Extracted data
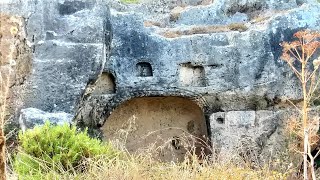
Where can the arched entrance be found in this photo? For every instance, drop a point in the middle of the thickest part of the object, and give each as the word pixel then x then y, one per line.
pixel 169 126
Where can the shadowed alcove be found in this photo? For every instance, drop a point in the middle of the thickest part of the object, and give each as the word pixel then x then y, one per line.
pixel 169 124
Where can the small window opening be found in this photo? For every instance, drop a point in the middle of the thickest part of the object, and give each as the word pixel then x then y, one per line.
pixel 144 69
pixel 220 120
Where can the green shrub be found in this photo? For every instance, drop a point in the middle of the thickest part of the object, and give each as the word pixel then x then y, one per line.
pixel 59 148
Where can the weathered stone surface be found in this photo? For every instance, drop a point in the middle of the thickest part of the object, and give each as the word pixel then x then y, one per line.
pixel 232 71
pixel 243 131
pixel 70 42
pixel 31 117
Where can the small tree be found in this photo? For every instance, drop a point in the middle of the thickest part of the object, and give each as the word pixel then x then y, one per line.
pixel 299 54
pixel 4 89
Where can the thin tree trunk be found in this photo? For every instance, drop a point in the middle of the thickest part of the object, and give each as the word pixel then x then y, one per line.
pixel 304 120
pixel 2 155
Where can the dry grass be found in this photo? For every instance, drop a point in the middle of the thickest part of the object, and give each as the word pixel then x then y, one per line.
pixel 144 165
pixel 204 30
pixel 136 167
pixel 152 23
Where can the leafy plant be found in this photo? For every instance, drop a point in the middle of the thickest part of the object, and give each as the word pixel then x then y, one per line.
pixel 50 147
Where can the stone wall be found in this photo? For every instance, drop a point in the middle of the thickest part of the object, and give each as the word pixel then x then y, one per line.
pixel 223 55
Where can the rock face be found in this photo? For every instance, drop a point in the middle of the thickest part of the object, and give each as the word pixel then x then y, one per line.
pixel 70 41
pixel 223 55
pixel 31 117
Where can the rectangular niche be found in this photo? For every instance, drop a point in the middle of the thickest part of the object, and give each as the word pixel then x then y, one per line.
pixel 191 75
pixel 144 69
pixel 105 84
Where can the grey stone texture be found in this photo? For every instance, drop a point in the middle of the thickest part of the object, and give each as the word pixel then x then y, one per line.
pixel 236 76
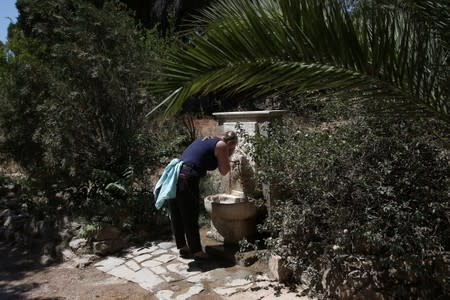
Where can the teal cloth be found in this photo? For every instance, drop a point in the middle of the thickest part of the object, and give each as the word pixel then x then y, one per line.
pixel 166 187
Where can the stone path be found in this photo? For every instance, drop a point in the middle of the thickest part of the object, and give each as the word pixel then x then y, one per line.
pixel 157 268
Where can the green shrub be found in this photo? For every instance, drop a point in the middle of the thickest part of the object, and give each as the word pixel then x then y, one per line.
pixel 359 206
pixel 73 98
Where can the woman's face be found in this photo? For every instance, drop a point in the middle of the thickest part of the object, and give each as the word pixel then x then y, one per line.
pixel 231 145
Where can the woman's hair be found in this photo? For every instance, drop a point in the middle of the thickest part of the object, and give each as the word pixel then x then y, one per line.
pixel 229 136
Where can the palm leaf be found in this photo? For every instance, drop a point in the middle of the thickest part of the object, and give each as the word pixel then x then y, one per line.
pixel 385 52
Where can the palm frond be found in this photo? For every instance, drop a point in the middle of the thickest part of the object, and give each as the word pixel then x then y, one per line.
pixel 382 51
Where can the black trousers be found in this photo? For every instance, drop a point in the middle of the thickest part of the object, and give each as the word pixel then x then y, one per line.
pixel 184 210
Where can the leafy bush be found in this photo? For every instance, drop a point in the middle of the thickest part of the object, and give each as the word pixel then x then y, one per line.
pixel 360 207
pixel 73 98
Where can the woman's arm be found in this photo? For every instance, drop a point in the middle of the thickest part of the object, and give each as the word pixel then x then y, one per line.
pixel 222 154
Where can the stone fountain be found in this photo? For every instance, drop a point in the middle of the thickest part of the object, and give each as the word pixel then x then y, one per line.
pixel 233 215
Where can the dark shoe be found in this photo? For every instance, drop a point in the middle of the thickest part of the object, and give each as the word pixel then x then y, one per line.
pixel 201 257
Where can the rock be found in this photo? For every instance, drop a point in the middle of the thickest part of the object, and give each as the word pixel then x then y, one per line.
pixel 76 244
pixel 65 235
pixel 67 254
pixel 5 213
pixel 85 260
pixel 107 233
pixel 280 272
pixel 109 246
pixel 46 260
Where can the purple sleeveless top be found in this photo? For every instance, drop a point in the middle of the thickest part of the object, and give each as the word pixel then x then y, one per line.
pixel 201 154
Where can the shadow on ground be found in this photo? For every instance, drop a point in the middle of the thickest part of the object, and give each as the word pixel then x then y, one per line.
pixel 16 265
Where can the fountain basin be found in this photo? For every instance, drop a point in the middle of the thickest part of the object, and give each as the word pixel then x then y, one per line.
pixel 232 216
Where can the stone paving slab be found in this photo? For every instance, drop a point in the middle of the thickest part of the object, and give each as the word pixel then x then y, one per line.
pixel 157 268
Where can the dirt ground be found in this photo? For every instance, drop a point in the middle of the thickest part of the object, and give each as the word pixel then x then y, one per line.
pixel 22 277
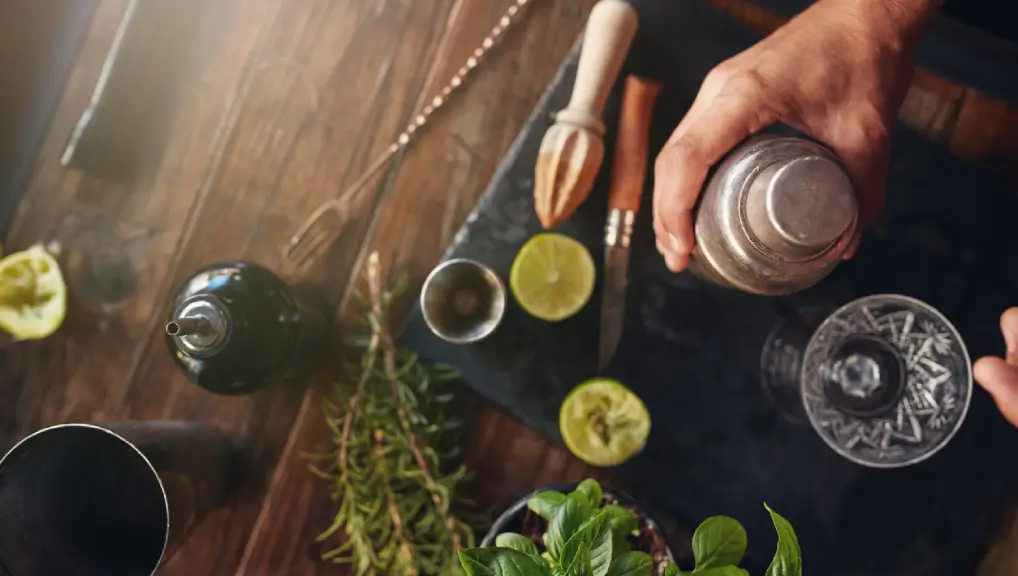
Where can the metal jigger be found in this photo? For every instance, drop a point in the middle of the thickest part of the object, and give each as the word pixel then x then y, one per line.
pixel 108 499
pixel 886 381
pixel 462 301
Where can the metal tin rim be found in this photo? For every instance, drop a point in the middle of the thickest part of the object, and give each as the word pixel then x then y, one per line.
pixel 489 273
pixel 968 384
pixel 162 488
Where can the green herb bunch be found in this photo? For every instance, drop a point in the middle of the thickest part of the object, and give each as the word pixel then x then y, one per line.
pixel 587 537
pixel 391 442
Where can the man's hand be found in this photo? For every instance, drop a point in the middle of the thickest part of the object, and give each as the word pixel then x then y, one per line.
pixel 1000 376
pixel 838 72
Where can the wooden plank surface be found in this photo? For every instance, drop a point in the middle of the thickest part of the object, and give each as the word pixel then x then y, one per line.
pixel 292 100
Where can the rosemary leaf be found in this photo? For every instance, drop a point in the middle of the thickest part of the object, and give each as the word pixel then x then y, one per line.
pixel 389 462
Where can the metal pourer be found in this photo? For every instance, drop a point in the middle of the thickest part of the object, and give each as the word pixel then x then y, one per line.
pixel 200 328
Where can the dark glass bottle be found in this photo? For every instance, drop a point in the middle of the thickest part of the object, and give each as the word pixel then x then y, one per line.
pixel 235 328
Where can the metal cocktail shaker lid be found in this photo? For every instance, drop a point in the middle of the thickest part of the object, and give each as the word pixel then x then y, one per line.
pixel 776 217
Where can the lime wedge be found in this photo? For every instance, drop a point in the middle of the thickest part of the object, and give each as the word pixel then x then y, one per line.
pixel 603 422
pixel 552 277
pixel 33 294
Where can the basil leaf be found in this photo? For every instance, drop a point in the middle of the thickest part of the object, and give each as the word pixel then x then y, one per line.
pixel 619 545
pixel 580 565
pixel 602 544
pixel 517 542
pixel 591 490
pixel 596 535
pixel 718 541
pixel 546 503
pixel 788 558
pixel 500 562
pixel 624 522
pixel 632 564
pixel 570 516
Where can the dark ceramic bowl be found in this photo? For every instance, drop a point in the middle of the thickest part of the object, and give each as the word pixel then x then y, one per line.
pixel 512 519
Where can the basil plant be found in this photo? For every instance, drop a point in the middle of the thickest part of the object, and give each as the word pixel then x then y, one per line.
pixel 587 536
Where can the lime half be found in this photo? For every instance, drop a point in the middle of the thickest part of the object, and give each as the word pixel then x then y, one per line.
pixel 552 277
pixel 33 294
pixel 603 422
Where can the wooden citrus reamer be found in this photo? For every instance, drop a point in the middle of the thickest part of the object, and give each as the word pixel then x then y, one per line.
pixel 573 148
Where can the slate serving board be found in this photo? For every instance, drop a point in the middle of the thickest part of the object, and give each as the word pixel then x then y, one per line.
pixel 692 350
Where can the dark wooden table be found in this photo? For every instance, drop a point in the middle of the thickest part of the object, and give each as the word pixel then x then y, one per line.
pixel 290 103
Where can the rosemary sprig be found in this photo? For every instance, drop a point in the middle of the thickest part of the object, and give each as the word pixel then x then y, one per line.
pixel 390 449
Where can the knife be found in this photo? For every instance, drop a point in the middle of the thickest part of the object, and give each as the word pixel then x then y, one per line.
pixel 624 193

Exercise objective
Reproduce verbatim the lines of the material from the line containing "Where can the basil leaf" to the line containing "pixel 718 541", including both of those lines.

Output of the task
Where can the basil leaf be found in this photo? For every instance, drop a point in the middle of the thickest part of the object, and give each as the word pixel then x then y, one per line.
pixel 619 545
pixel 580 565
pixel 602 544
pixel 517 542
pixel 591 490
pixel 596 535
pixel 718 541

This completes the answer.